**Work instructions**:
Go through the entries below and retype them exactly, omitting each picture.

**Entries from a dataset**:
::::::

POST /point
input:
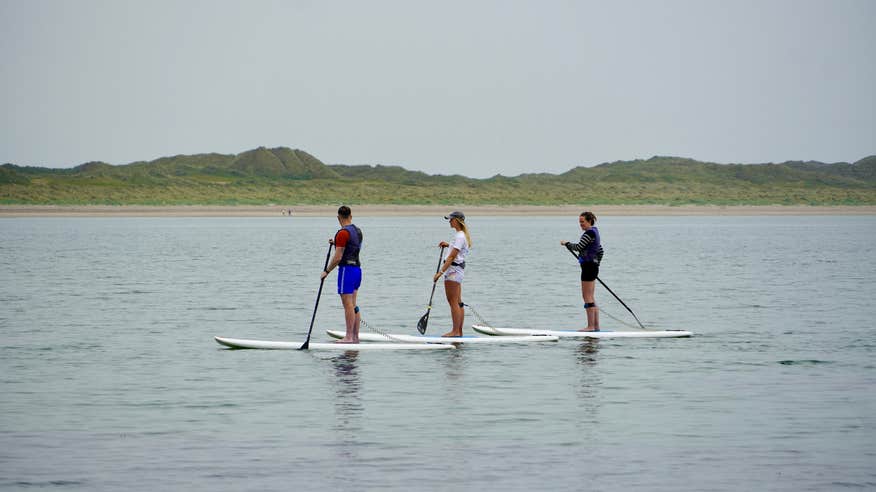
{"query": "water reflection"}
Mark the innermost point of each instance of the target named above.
(590, 382)
(348, 403)
(587, 352)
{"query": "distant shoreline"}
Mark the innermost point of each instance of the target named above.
(422, 210)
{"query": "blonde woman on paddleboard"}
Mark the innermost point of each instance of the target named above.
(588, 249)
(453, 269)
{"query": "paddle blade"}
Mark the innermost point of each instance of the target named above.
(421, 325)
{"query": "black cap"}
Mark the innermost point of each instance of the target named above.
(455, 215)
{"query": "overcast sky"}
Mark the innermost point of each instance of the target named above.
(468, 87)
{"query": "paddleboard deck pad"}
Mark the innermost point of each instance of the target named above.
(239, 343)
(392, 337)
(497, 331)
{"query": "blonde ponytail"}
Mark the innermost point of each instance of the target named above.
(465, 231)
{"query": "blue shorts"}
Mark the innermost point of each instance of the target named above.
(349, 279)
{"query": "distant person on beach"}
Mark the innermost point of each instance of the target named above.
(589, 251)
(348, 243)
(453, 270)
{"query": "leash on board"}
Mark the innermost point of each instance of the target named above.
(484, 322)
(379, 331)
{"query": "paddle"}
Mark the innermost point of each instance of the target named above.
(306, 344)
(421, 325)
(615, 295)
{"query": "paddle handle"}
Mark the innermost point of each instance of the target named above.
(306, 343)
(424, 320)
(437, 269)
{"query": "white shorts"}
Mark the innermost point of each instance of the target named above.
(454, 274)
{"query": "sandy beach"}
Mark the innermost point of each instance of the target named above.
(420, 210)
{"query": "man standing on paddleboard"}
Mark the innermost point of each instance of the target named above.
(453, 270)
(348, 243)
(589, 253)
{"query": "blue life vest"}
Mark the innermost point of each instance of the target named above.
(591, 254)
(354, 244)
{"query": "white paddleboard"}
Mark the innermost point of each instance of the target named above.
(275, 345)
(488, 330)
(376, 337)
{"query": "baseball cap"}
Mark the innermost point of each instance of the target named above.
(455, 215)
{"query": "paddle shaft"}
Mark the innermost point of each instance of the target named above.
(615, 295)
(424, 320)
(306, 343)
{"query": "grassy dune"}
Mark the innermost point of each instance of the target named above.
(265, 176)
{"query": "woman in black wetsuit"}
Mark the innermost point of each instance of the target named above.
(589, 252)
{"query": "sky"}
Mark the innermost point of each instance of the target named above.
(472, 87)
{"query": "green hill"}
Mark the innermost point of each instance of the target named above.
(291, 176)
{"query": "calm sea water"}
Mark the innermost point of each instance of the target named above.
(110, 378)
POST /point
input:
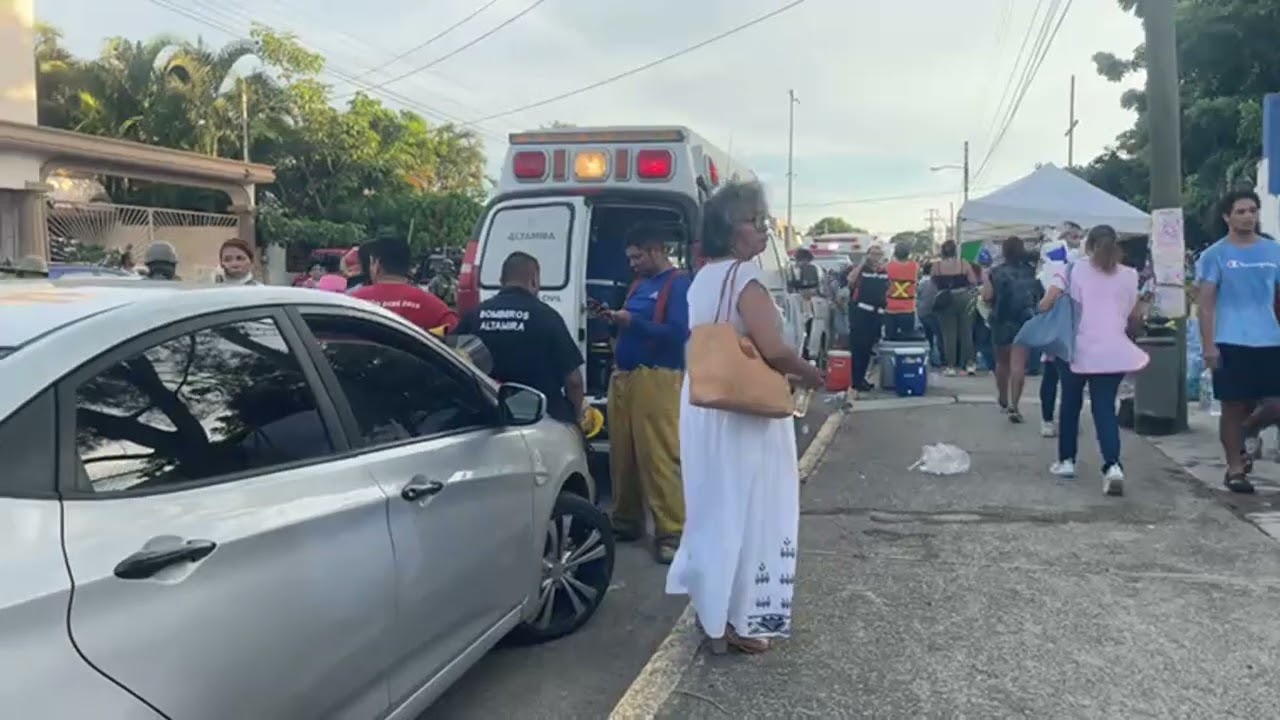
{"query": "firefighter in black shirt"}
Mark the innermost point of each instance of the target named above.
(868, 291)
(529, 341)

::::::

**Output for this task**:
POST /point
input:
{"query": "water reflection"}
Mark the innermost point of each instance of the target named above.
(590, 382)
(348, 403)
(587, 352)
{"query": "distant shoreline"}
Mark the innermost point of each instance of the target named above.
(422, 210)
{"query": "blonde woman on paddleboard"}
Mark the innermost point of each instance of the target named above.
(588, 249)
(453, 269)
{"query": "paddle blade"}
Mark the innermost point of each instance of the target named above.
(421, 325)
{"query": "black cap"}
Mark the innermost point of each instance of the target named above.
(455, 215)
{"query": "overcast sky"}
Mark the innermost point of each instance of the target named above.
(468, 87)
{"query": "paddleboard deck pad"}
Mark the innermost point of each instance of the target named above.
(239, 343)
(392, 337)
(497, 331)
{"query": "blonde ponytail"}
Mark the innermost point of each instance of the target named above.
(465, 231)
{"query": "blue shorts"}
Mark the innermost point of each instance of the target named above.
(349, 279)
{"query": "distant person on beach"}
Mark the innermost point of each instance of the target named above.
(589, 251)
(348, 243)
(453, 270)
{"query": "leash on board"}
Mark the innermost point of each instance of the target named above.
(484, 322)
(379, 331)
{"query": "paddle"}
Mark the innermost point of each instance of the target named above.
(306, 344)
(421, 325)
(615, 295)
{"query": "paddle handle"}
Mark the innermost point of each instance of the target named above.
(306, 343)
(424, 320)
(437, 269)
{"query": "white shorts"}
Mark the innermost point of each instance of the target named above.
(454, 274)
{"query": "sandy beach"}
Mark the innermost point of each instance of the target named above.
(420, 210)
{"query": "man standing on paddleboard"}
Mark the innermost point of each instance of the target named above.
(453, 270)
(348, 243)
(589, 253)
{"query": "blue life vest"}
Mark the innermost point of each instance of the target named above.
(591, 254)
(354, 244)
{"query": "white paddleboard"}
Mark the innermost point of each instance of the target named above.
(275, 345)
(488, 330)
(376, 337)
{"query": "baseball cap"}
Mark the innermost point of each instance of the target named above.
(455, 215)
{"query": "paddle shaft"}
Mark the innermost point of each instance of the target named above.
(615, 295)
(424, 320)
(306, 343)
{"query": "grassy dune"}
Mark the innermost point of each instance of the target named above.
(265, 176)
{"query": "woman in black wetsuit"}
Mark the innermost point of each instance of the target named above.
(589, 252)
{"query": "sky"}
Mark the innermost point of each instance of the target named above.
(472, 87)
{"query": "green hill"}
Mark the innermost point of each instance of the target named above.
(291, 176)
{"query": "calm sea water"}
Mark the innermost point of each instance of the target named above.
(110, 378)
POST /point
input:
{"query": "firefighter in black shirt"}
Mark the innermost point of each instance of the target named above.
(868, 291)
(529, 341)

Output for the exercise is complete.